WHAT THIS TASK INVOLVES:
Render the rows below, from their start through the line containing "positive clicks: (435, 306)", inclusive, as a JSON list of strings with one string per line. Leave out blank lines and the picture.

RECORDS SHOWN:
┄┄┄┄┄┄┄┄┄┄┄┄┄┄┄┄┄┄┄┄
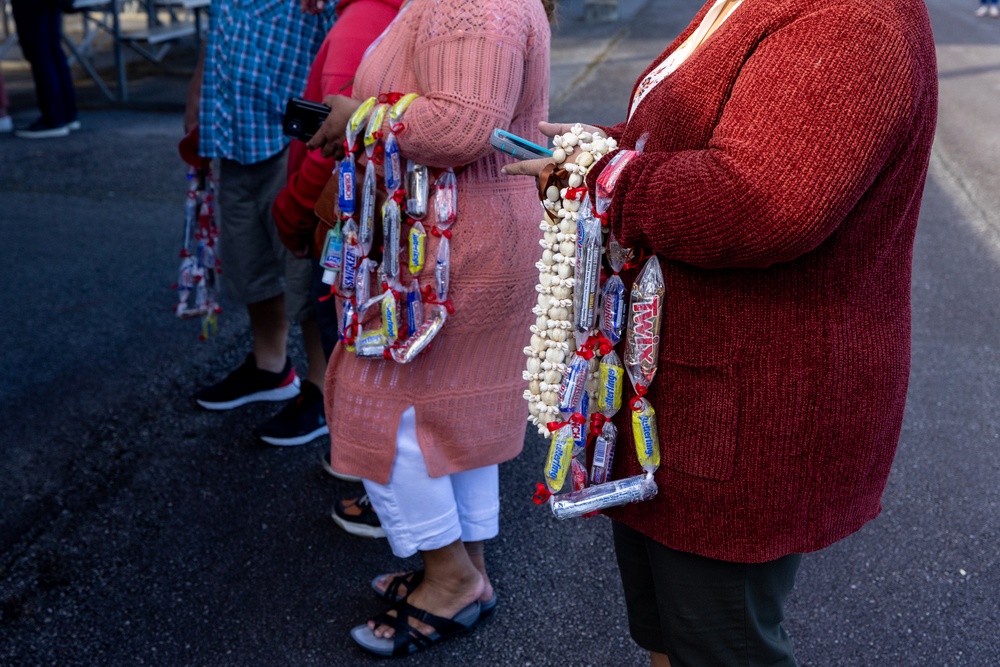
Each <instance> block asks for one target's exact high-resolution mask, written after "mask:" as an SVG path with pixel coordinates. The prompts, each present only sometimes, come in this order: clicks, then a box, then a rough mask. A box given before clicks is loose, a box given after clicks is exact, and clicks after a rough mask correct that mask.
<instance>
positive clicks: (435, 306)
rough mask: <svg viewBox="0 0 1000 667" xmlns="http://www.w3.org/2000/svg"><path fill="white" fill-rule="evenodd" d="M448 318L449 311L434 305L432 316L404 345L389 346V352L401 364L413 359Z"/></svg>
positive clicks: (414, 357) (440, 307) (431, 338)
mask: <svg viewBox="0 0 1000 667" xmlns="http://www.w3.org/2000/svg"><path fill="white" fill-rule="evenodd" d="M447 319H448V311H446V310H445V309H444V308H442V307H440V306H434V307H433V308H431V314H430V317H428V318H427V320H426V321H425V322H424V323H423V324H422V325H420V327H419V328H418V329H417V330H416V331H415V332H414V333H413V334H412V335H410V337H409V338H407V339H406V341H405V342H404V343H403V344H402V345H399V346H397V347H391V348H389V354H391V355H392V358H393V359H394V360H395V361H397V362H399V363H401V364H407V363H409V362H411V361H413V360H414V359H416V358H417V355H419V354H420V353H421V352H423V351H424V348H426V347H427V346H428V345H430V342H431V341H432V340H434V337H435V336H437V334H438V332H439V331H441V328H442V327H444V323H445V321H446V320H447Z"/></svg>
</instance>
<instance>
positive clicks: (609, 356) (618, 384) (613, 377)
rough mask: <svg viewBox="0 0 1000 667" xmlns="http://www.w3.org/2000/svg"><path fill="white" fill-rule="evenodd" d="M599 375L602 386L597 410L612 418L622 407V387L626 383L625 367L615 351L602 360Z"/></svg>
mask: <svg viewBox="0 0 1000 667" xmlns="http://www.w3.org/2000/svg"><path fill="white" fill-rule="evenodd" d="M598 373H599V377H600V386H599V388H598V391H597V409H598V410H599V411H600V413H601V414H603V415H604V416H605V417H608V418H611V417H614V416H615V413H616V412H618V410H620V409H621V407H622V385H624V383H625V366H623V365H622V360H621V359H620V358H619V357H618V354H617V353H616V352H615V351H614V350H611V352H609V353H608V354H606V355H604V356H603V357H602V358H601V365H600V366H599V367H598Z"/></svg>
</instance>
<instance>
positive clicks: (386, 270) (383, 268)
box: [382, 199, 402, 279]
mask: <svg viewBox="0 0 1000 667" xmlns="http://www.w3.org/2000/svg"><path fill="white" fill-rule="evenodd" d="M401 218H402V216H401V215H400V212H399V204H397V203H396V202H395V201H393V200H392V199H390V200H389V201H387V202H386V203H385V206H383V207H382V242H383V247H382V273H384V274H385V275H387V276H389V277H390V278H394V279H395V278H399V250H400V248H399V235H400V228H401V227H402V220H401Z"/></svg>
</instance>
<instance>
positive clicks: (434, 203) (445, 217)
mask: <svg viewBox="0 0 1000 667" xmlns="http://www.w3.org/2000/svg"><path fill="white" fill-rule="evenodd" d="M457 216H458V180H457V179H456V178H455V172H454V170H453V169H452V168H451V167H448V169H446V170H445V171H444V173H442V174H441V175H440V176H438V178H437V180H436V181H434V221H435V224H436V225H437V226H438V229H440V230H441V231H444V230H446V229H448V228H449V227H451V226H452V224H454V222H455V218H456V217H457Z"/></svg>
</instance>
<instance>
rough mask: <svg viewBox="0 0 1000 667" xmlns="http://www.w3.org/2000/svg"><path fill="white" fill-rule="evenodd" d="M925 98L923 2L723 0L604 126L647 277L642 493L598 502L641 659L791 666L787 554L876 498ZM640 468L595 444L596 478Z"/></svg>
mask: <svg viewBox="0 0 1000 667" xmlns="http://www.w3.org/2000/svg"><path fill="white" fill-rule="evenodd" d="M936 108H937V74H936V64H935V55H934V44H933V38H932V35H931V28H930V23H929V21H928V18H927V14H926V10H925V7H924V5H923V3H914V2H909V1H907V0H854V1H853V2H851V3H843V2H832V1H822V0H820V1H816V0H744V1H743V2H742V3H740V2H738V0H737V1H734V0H720V1H719V2H715V3H714V4H713V2H709V3H708V4H707V5H706V6H705V7H704V8H703V9H702V10H701V11H700V12H699V14H698V15H697V16H696V17H695V19H694V20H693V22H692V24H691V25H690V26H689V27H688V28H687V30H685V31H684V32H683V33H682V34H681V35H680V36H679V37H678V38H677V39H676V40H675V41H674V43H673V44H671V45H670V47H668V48H667V50H666V51H664V53H663V54H662V55H661V56H660V57H659V58H658V59H657V60H656V61H655V62H653V63H652V64H651V65H650V67H649V69H647V71H646V73H644V74H643V76H642V78H641V79H640V80H639V82H637V84H636V87H635V89H634V91H633V96H632V100H631V103H630V108H629V118H628V120H627V121H625V122H623V123H621V124H619V125H616V126H614V127H611V128H604V129H605V130H606V132H607V133H608V134H609V135H610V136H612V137H614V138H615V139H616V140H617V141H618V144H619V149H620V150H619V152H621V151H625V150H635V149H636V147H637V144H643V143H644V148H643V152H641V153H640V152H636V153H633V154H629V155H626V156H623V158H622V159H627V160H628V162H627V165H626V166H625V167H624V169H623V170H622V171H621V173H620V176H619V178H618V181H617V183H616V185H615V187H614V190H613V196H612V202H611V207H610V210H609V211H608V213H607V216H608V221H609V223H610V225H611V228H612V230H613V232H614V233H615V235H616V236H617V238H618V239H619V241H620V242H621V243H622V244H623V245H625V246H631V247H633V248H637V249H646V250H647V251H650V252H652V253H655V254H656V256H657V257H658V259H659V263H660V267H661V269H662V272H663V277H664V281H665V285H666V291H665V292H664V298H663V304H664V305H663V315H662V330H661V343H660V355H659V371H658V373H657V375H656V378H655V380H654V382H653V384H652V386H651V387H650V388H649V395H648V396H647V398H648V399H649V400H650V402H651V403H652V404H653V406H654V408H655V409H656V413H657V426H658V428H659V434H660V442H661V448H662V459H663V460H662V465H661V467H660V468H659V470H658V471H657V473H656V481H657V483H658V486H659V494H658V495H657V497H656V498H655V499H654V500H652V501H650V502H645V503H638V504H634V505H627V506H624V507H619V508H615V509H613V510H610V511H608V512H607V514H608V515H609V516H610V517H611V518H612V519H613V520H614V522H613V525H614V533H615V543H616V550H617V553H618V560H619V565H620V566H621V571H622V580H623V583H624V586H625V596H626V601H627V603H628V608H629V617H630V618H629V620H630V628H631V632H632V635H633V637H634V638H635V640H636V641H637V642H638V643H639V644H640V645H641V646H643V647H644V648H646V649H648V650H649V651H650V652H651V655H652V663H653V664H654V665H660V664H672V665H673V666H674V667H679V666H682V665H734V664H740V665H744V664H746V665H757V664H767V665H794V664H795V662H794V656H793V653H792V649H791V644H790V642H789V641H788V636H787V634H786V633H785V631H784V630H783V628H782V627H781V620H782V613H783V612H782V610H783V604H784V600H785V596H786V595H787V593H788V592H789V591H790V590H791V587H792V584H793V581H794V577H795V571H796V569H797V567H798V562H799V558H800V556H799V554H802V553H805V552H810V551H816V550H818V549H822V548H823V547H826V546H827V545H829V544H832V543H833V542H835V541H837V540H840V539H842V538H844V537H846V536H848V535H850V534H852V533H853V532H855V531H857V530H858V529H859V528H861V526H863V525H864V524H865V523H866V522H868V521H870V520H871V519H873V518H874V517H875V516H877V515H878V513H879V511H880V509H881V502H880V499H881V495H882V492H883V490H884V488H885V484H886V480H887V477H888V474H889V468H890V465H891V464H892V459H893V456H894V454H895V449H896V444H897V441H898V438H899V433H900V428H901V424H902V419H903V405H904V401H905V398H906V389H907V380H908V377H909V359H910V270H911V259H912V252H913V238H914V233H915V230H916V224H917V214H918V211H919V207H920V199H921V194H922V191H923V185H924V180H925V177H926V173H927V164H928V160H929V156H930V150H931V142H932V140H933V134H934V126H935V120H936ZM567 129H568V126H565V127H563V126H555V125H549V124H543V127H542V130H543V132H545V133H546V134H548V135H549V136H553V135H555V134H557V133H560V132H564V131H566V130H567ZM642 138H645V139H644V140H642V141H641V139H642ZM616 154H617V153H615V152H613V153H611V154H610V155H607V156H605V158H604V159H603V160H602V161H600V162H599V163H598V164H596V165H595V166H594V168H593V169H592V170H591V171H590V174H589V176H588V179H587V185H588V186H589V187H590V190H591V197H592V198H593V197H594V196H595V192H594V187H595V182H596V180H597V177H598V175H599V174H601V171H602V169H603V168H604V166H605V165H606V164H607V163H608V161H609V160H610V159H613V158H614V157H615V155H616ZM545 165H546V162H545V161H532V162H523V163H518V164H516V165H511V166H510V167H508V168H507V172H508V173H513V174H528V175H537V174H538V173H539V172H540V171H541V169H542V168H543V167H544V166H545ZM635 275H636V271H634V270H633V271H631V272H626V273H624V274H623V276H622V278H623V280H624V281H625V284H626V286H627V285H629V284H630V282H631V281H632V280H634V278H635ZM627 398H628V397H626V400H627ZM625 412H628V411H627V410H624V411H622V412H621V413H619V417H624V419H625V420H627V419H628V415H625V414H623V413H625ZM618 430H619V434H620V437H622V438H625V441H624V442H620V443H619V448H618V451H619V452H630V451H632V447H631V444H632V443H631V428H630V427H629V425H628V423H627V422H626V421H622V423H620V424H619V429H618ZM639 472H640V468H639V466H638V463H637V462H636V461H635V458H634V457H631V456H626V455H624V454H622V455H620V456H618V457H617V458H616V460H615V468H614V471H613V476H614V477H615V478H623V477H627V476H631V475H635V474H638V473H639ZM667 656H669V661H668V659H667Z"/></svg>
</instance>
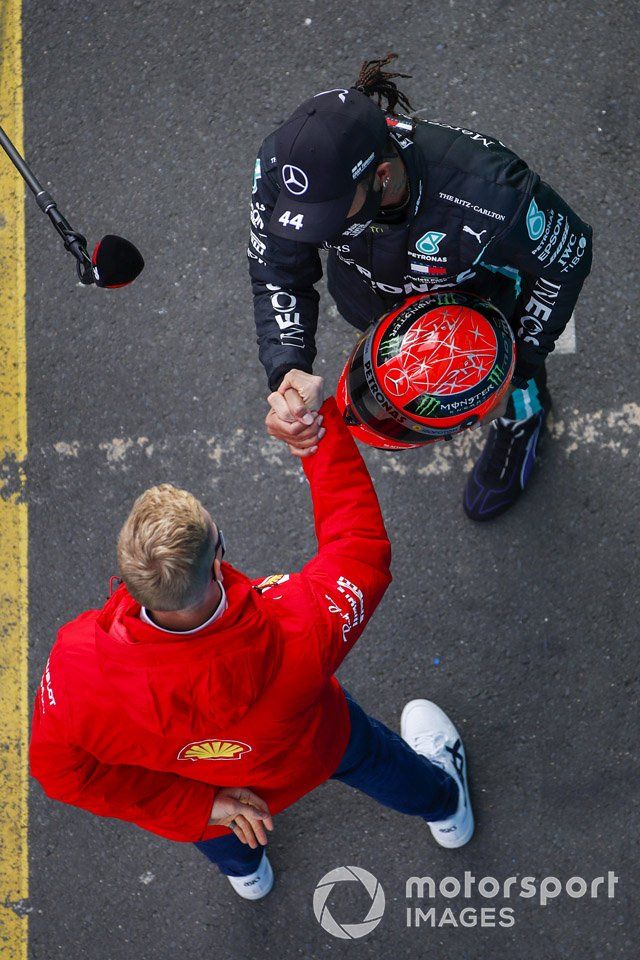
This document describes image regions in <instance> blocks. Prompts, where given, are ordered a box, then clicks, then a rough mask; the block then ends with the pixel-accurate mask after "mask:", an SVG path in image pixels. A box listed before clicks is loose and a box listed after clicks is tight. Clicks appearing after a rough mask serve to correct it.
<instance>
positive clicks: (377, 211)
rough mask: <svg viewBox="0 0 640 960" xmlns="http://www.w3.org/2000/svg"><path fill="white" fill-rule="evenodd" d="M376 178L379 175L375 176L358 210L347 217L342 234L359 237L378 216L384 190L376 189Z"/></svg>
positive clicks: (343, 227)
mask: <svg viewBox="0 0 640 960" xmlns="http://www.w3.org/2000/svg"><path fill="white" fill-rule="evenodd" d="M376 180H377V177H376V178H374V180H373V182H372V183H371V184H370V186H369V189H368V190H367V195H366V197H365V200H364V203H363V204H362V206H361V207H360V209H359V210H358V212H357V213H354V215H353V216H352V217H347V219H346V220H345V224H344V227H343V229H342V236H344V235H345V234H347V235H348V236H350V237H357V236H358V234H360V233H362V231H363V230H366V228H367V227H368V226H369V224H370V223H372V222H373V221H374V220H375V218H376V217H377V216H378V213H379V212H380V205H381V204H382V190H380V189H378V190H376V189H375V185H376Z"/></svg>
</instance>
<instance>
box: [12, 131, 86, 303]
mask: <svg viewBox="0 0 640 960" xmlns="http://www.w3.org/2000/svg"><path fill="white" fill-rule="evenodd" d="M0 146H2V147H3V149H4V151H5V153H6V154H7V156H8V157H9V159H10V160H11V161H12V162H13V164H14V166H15V167H16V169H17V170H18V172H19V173H20V175H21V176H22V178H23V179H24V181H25V182H26V184H27V186H28V187H29V189H30V190H31V191H32V192H33V193H34V195H35V198H36V203H37V204H38V206H39V207H40V209H41V210H42V212H43V213H46V214H47V216H48V217H49V219H50V220H51V223H52V224H53V225H54V227H55V228H56V230H57V231H58V233H59V234H60V236H61V237H62V239H63V241H64V245H65V248H66V249H67V250H68V251H69V253H71V254H73V256H74V257H75V258H76V261H77V262H76V267H77V270H78V277H79V279H80V283H84V284H91V283H95V277H94V274H93V264H92V262H91V257H90V256H89V254H88V253H87V239H86V237H84V236H83V235H82V234H81V233H78V231H77V230H74V229H73V227H72V226H71V224H70V223H69V221H68V220H67V219H66V217H63V215H62V214H61V213H60V211H59V210H58V207H57V206H56V202H55V200H54V199H53V197H52V196H51V194H50V193H49V192H48V191H47V190H45V189H44V187H43V186H42V184H41V183H40V181H39V180H38V179H37V177H36V176H35V175H34V174H33V172H32V171H31V170H30V168H29V167H28V165H27V163H26V161H25V159H24V157H22V156H21V155H20V154H19V153H18V151H17V150H16V148H15V146H14V145H13V143H12V142H11V140H10V139H9V137H8V136H7V134H6V133H5V131H4V130H3V129H2V127H0Z"/></svg>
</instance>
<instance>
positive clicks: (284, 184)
mask: <svg viewBox="0 0 640 960" xmlns="http://www.w3.org/2000/svg"><path fill="white" fill-rule="evenodd" d="M282 180H283V182H284V185H285V187H286V188H287V190H288V191H289V193H293V194H294V196H296V197H299V196H301V195H302V194H303V193H306V192H307V190H308V189H309V178H308V176H307V175H306V173H305V172H304V170H301V169H300V167H293V166H291V164H290V163H287V164H285V166H284V167H283V168H282Z"/></svg>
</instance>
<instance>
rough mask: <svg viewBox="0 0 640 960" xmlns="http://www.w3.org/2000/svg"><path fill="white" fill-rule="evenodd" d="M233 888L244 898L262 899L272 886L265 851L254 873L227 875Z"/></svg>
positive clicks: (270, 865)
mask: <svg viewBox="0 0 640 960" xmlns="http://www.w3.org/2000/svg"><path fill="white" fill-rule="evenodd" d="M227 880H228V881H229V883H230V884H231V886H232V887H233V889H234V890H235V891H236V893H238V894H239V895H240V896H241V897H243V898H244V899H245V900H262V898H263V897H266V895H267V894H268V893H269V891H270V890H271V888H272V887H273V870H272V868H271V864H270V863H269V858H268V856H267V854H266V851H265V852H264V853H263V854H262V860H261V861H260V866H259V867H258V869H257V870H256V872H255V873H250V874H248V876H246V877H227Z"/></svg>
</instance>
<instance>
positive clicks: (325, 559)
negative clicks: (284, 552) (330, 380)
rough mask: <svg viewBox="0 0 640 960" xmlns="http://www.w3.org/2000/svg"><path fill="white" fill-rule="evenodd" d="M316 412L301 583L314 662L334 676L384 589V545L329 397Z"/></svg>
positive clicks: (306, 473)
mask: <svg viewBox="0 0 640 960" xmlns="http://www.w3.org/2000/svg"><path fill="white" fill-rule="evenodd" d="M321 413H322V414H323V415H324V422H323V426H324V427H325V428H326V435H325V436H324V438H323V439H322V440H321V442H320V444H319V446H318V451H317V453H315V454H314V455H313V456H311V457H306V458H305V459H304V460H303V466H304V471H305V473H306V475H307V478H308V480H309V486H310V488H311V497H312V500H313V513H314V519H315V527H316V536H317V538H318V554H317V556H316V557H314V559H313V560H311V561H310V562H309V563H307V564H306V565H305V566H304V567H303V569H302V570H301V572H300V576H301V579H303V581H304V582H305V583H306V584H307V586H308V587H309V588H310V590H311V591H312V593H313V596H314V599H315V606H316V608H317V616H316V624H317V636H318V642H319V643H320V647H321V650H320V652H321V658H322V661H323V664H324V665H325V667H326V669H327V671H328V672H330V673H333V672H334V671H335V670H336V669H337V668H338V666H339V665H340V663H341V662H342V660H343V659H344V658H345V656H346V655H347V653H348V652H349V650H350V649H351V647H352V646H353V644H354V643H355V642H356V640H357V639H358V638H359V637H360V635H361V634H362V631H363V630H364V628H365V626H366V624H367V622H368V620H369V619H370V618H371V615H372V614H373V612H374V610H375V608H376V607H377V605H378V603H379V602H380V600H381V599H382V597H383V595H384V592H385V590H386V589H387V587H388V586H389V584H390V582H391V573H390V570H389V564H390V562H391V545H390V543H389V538H388V537H387V532H386V530H385V527H384V521H383V519H382V514H381V512H380V505H379V504H378V498H377V496H376V492H375V490H374V487H373V483H372V481H371V477H370V476H369V471H368V470H367V467H366V465H365V463H364V460H363V459H362V456H361V455H360V452H359V451H358V448H357V446H356V444H355V441H354V439H353V437H352V436H351V434H350V433H349V430H348V429H347V427H346V426H345V424H344V422H343V420H342V417H341V416H340V413H339V411H338V407H337V406H336V402H335V400H334V398H333V397H330V398H329V399H327V400H326V401H325V402H324V404H323V405H322V408H321Z"/></svg>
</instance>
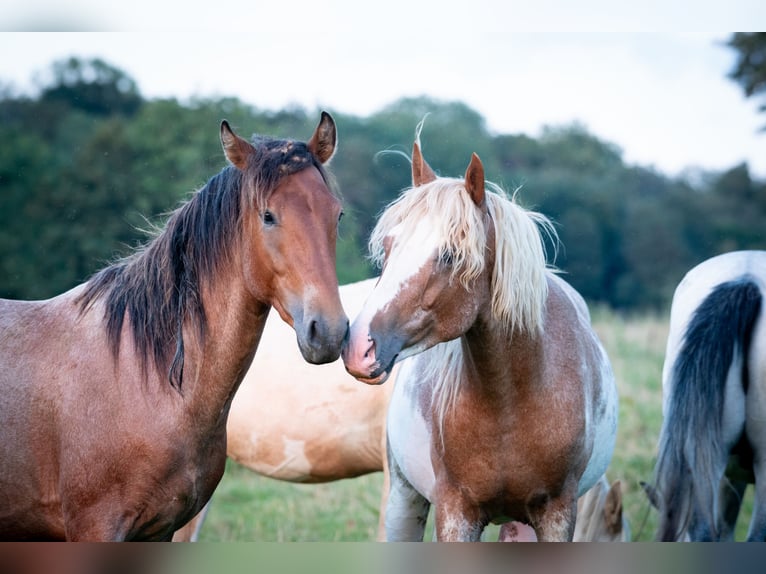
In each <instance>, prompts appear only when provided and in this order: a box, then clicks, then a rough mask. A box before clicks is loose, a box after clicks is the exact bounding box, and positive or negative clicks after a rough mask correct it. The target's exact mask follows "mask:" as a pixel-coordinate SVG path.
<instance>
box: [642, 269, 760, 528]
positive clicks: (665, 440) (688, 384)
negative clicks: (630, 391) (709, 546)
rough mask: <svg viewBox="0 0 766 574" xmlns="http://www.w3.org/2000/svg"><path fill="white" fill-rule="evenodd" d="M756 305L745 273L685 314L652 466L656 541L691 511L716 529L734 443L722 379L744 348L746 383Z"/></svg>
mask: <svg viewBox="0 0 766 574" xmlns="http://www.w3.org/2000/svg"><path fill="white" fill-rule="evenodd" d="M760 310H761V292H760V289H759V287H758V285H757V284H756V283H755V281H754V280H753V279H752V278H750V277H747V276H746V277H743V278H740V279H737V280H734V281H729V282H726V283H721V284H720V285H718V286H717V287H715V288H714V289H713V290H712V291H711V293H710V294H709V295H708V296H707V297H706V298H705V299H704V300H703V301H702V303H701V304H700V305H699V307H697V310H696V311H695V312H694V314H693V315H692V317H691V320H690V321H689V325H688V327H687V329H686V333H685V334H684V339H683V341H682V344H681V348H680V350H679V353H678V356H677V358H676V361H675V364H674V365H673V371H672V374H671V377H672V382H673V385H672V390H671V393H670V395H669V396H668V397H667V404H666V409H665V411H666V412H665V417H664V420H663V427H662V432H661V434H660V444H659V453H658V457H657V465H656V467H655V481H656V485H657V495H658V496H659V501H658V502H659V509H660V524H659V529H658V532H657V538H658V539H659V540H678V539H679V538H680V537H681V536H682V535H683V533H684V532H685V531H686V530H687V528H688V526H689V523H690V520H691V519H692V516H694V518H695V520H699V521H701V522H700V524H701V525H704V524H706V525H707V528H708V530H707V532H709V533H710V536H711V537H712V538H713V539H716V538H718V536H719V533H718V514H719V509H718V492H719V488H720V482H721V478H722V471H723V470H724V469H725V465H726V460H727V458H728V450H729V448H730V446H731V445H727V444H724V441H725V439H724V437H723V408H724V399H725V393H726V381H727V377H728V374H729V370H730V368H731V364H732V361H733V360H734V358H735V356H736V353H741V355H742V358H743V362H742V364H743V374H742V378H741V380H742V385H743V391H746V390H747V387H746V385H747V377H746V370H747V356H748V353H749V348H750V336H751V333H752V331H753V325H754V324H755V321H756V319H757V317H758V314H759V312H760ZM695 503H696V504H695ZM695 506H696V508H697V510H696V511H695V510H694V507H695Z"/></svg>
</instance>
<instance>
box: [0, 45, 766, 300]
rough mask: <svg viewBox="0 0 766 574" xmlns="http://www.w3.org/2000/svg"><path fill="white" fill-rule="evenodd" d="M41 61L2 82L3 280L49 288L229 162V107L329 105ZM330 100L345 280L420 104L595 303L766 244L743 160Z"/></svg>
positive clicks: (457, 151)
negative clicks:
┄┄┄┄┄┄┄┄┄┄┄┄┄┄┄┄┄┄┄┄
TASK RESPONSE:
[
  "Each <instance> block asks for one target's exact high-resolution mask, written after \"mask:\" as an SVG path with pixel coordinates. The prompts, each present only sometimes, come in this order: clicks, then a box, then a rough mask. A box given before clicks is loose, a box given after clicks is exact, and clicks after a rough mask correct that mask.",
  "<instance>",
  "positive clicks: (435, 306)"
]